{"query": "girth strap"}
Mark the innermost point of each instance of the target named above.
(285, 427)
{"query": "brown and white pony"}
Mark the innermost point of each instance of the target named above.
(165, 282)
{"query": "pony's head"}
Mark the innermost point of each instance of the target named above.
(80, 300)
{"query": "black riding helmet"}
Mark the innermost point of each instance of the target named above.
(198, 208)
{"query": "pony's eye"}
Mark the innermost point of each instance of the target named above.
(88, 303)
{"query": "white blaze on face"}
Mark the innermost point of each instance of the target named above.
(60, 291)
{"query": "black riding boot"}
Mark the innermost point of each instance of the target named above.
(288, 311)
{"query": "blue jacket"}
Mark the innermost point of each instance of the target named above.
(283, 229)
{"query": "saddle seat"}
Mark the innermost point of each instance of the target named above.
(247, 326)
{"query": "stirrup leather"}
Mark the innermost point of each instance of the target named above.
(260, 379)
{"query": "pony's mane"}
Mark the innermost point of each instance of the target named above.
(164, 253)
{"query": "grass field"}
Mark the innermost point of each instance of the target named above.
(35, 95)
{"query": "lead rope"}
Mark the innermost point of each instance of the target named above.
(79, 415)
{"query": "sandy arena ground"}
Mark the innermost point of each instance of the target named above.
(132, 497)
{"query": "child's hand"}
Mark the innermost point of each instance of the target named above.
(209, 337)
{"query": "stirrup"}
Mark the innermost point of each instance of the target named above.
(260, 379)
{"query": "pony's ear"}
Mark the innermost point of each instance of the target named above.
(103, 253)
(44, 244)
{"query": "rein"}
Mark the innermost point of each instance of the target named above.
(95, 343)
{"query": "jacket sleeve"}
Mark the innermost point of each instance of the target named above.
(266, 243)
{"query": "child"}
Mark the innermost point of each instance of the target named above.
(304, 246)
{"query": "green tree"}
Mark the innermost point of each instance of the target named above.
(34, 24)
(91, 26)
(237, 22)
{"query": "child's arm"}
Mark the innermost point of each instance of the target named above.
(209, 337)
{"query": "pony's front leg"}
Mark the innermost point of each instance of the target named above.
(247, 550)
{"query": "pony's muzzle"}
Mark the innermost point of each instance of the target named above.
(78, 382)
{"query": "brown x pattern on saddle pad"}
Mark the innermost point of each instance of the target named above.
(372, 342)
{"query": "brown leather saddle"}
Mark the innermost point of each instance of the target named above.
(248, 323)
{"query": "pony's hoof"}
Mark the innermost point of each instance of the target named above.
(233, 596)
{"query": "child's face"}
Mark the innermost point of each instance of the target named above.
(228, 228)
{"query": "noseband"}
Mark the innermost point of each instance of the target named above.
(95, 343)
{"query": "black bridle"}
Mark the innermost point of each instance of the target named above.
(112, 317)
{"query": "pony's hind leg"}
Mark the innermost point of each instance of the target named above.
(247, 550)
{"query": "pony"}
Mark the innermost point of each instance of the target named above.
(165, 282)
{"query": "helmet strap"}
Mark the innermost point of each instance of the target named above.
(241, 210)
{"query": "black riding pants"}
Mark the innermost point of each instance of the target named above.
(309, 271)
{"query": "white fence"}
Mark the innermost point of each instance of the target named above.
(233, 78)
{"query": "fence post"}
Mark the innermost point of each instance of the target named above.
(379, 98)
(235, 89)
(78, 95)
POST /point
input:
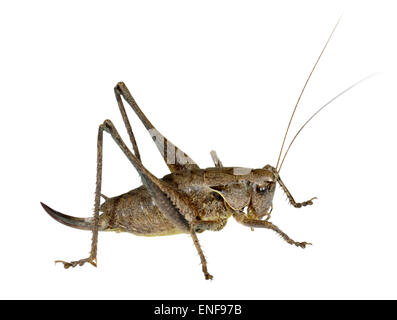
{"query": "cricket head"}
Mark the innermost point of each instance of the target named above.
(245, 188)
(263, 186)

————

» **Work order**
In the entries, how many lines include the string "face"? Only the number should be given.

» **Result**
2